Task input ▸
## START

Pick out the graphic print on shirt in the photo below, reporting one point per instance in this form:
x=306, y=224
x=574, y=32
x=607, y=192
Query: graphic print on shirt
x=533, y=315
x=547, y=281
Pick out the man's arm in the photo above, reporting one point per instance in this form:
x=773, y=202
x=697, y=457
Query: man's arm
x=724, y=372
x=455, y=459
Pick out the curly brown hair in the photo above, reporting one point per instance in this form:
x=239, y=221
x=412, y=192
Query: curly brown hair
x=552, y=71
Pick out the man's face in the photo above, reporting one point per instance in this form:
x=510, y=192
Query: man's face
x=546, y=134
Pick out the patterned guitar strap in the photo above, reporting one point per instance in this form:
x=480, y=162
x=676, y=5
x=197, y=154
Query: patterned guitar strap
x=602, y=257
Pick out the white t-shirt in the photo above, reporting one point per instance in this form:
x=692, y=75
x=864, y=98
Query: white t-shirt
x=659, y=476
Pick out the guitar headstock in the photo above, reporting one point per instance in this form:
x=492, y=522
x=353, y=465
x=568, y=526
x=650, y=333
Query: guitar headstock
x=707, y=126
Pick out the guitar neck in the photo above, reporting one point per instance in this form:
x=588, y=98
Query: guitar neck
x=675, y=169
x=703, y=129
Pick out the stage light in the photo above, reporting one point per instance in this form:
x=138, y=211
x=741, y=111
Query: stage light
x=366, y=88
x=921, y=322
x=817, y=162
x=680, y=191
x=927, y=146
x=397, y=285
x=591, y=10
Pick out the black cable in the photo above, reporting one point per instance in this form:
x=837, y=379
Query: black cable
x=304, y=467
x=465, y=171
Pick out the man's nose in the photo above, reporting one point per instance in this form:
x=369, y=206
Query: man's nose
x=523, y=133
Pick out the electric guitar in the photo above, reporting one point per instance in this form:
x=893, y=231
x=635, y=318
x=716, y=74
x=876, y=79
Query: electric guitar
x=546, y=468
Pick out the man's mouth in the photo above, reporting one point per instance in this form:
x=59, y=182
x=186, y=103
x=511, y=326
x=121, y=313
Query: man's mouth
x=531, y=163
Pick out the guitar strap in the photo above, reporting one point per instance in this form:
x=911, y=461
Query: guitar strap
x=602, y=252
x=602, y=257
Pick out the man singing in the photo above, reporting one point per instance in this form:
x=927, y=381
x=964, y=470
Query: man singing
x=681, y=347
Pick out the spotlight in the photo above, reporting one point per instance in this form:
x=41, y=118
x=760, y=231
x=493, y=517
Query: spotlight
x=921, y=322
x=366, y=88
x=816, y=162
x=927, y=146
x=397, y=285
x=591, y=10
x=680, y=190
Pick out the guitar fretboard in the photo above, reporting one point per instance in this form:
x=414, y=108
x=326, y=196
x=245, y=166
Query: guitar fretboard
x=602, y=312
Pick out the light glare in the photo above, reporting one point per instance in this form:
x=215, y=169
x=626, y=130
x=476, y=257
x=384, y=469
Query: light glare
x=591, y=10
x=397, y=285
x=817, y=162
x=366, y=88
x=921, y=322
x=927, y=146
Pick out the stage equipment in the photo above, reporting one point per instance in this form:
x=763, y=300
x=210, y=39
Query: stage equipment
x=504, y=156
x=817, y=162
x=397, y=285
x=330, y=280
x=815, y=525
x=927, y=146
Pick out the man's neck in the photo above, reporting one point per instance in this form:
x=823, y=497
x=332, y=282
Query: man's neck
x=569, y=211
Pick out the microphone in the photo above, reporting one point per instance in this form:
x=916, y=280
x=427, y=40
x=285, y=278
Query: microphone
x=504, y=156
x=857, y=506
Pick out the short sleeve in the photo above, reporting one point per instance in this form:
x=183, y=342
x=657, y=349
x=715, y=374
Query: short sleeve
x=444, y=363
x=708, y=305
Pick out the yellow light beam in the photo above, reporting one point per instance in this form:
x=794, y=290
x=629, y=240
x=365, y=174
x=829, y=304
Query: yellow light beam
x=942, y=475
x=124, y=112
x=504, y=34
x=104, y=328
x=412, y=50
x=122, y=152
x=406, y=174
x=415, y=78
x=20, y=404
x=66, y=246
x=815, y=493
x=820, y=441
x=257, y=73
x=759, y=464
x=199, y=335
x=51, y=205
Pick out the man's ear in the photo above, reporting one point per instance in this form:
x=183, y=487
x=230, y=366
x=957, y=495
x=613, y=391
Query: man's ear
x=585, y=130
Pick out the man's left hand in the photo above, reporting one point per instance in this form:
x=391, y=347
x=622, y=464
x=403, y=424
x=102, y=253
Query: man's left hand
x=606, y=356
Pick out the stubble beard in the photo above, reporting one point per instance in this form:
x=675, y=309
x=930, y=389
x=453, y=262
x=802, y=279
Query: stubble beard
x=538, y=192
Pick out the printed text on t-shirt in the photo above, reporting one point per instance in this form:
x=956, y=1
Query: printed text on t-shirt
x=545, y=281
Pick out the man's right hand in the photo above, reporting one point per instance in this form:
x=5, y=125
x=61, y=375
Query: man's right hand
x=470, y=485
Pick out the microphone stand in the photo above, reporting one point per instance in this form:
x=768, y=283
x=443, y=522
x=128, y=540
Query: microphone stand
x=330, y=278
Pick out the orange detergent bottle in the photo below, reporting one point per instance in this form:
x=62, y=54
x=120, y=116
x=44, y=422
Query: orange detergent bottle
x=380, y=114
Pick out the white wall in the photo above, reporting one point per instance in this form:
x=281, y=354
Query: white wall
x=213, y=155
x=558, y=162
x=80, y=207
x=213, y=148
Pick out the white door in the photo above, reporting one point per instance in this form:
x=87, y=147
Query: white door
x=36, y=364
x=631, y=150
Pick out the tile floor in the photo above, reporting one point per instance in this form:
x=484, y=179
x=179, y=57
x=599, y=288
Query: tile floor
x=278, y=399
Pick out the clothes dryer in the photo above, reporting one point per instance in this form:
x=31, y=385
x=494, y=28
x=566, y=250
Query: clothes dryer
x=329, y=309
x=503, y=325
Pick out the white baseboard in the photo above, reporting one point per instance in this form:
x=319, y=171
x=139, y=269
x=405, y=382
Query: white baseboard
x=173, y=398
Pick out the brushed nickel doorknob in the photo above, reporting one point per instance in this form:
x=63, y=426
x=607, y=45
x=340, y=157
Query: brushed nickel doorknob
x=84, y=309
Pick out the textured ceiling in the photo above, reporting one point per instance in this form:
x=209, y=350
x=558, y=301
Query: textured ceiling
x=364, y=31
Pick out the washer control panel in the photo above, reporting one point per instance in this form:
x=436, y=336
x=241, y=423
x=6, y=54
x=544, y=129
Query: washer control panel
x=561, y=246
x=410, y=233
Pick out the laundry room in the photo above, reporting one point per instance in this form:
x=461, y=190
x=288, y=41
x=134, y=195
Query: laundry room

## END

Work to do ▸ Copy the entries again from the start up to and including the line containing "x=547, y=281", requests included. Shift every coordinate in the answers up by 136, and leave the requests and their sample points unchanged.

Solved problem ▸
Pick out the graphic print on shirt in the photo below, reporting one point per instance in this form:
x=306, y=224
x=574, y=32
x=607, y=192
Query: graphic print on shirt
x=669, y=451
x=683, y=417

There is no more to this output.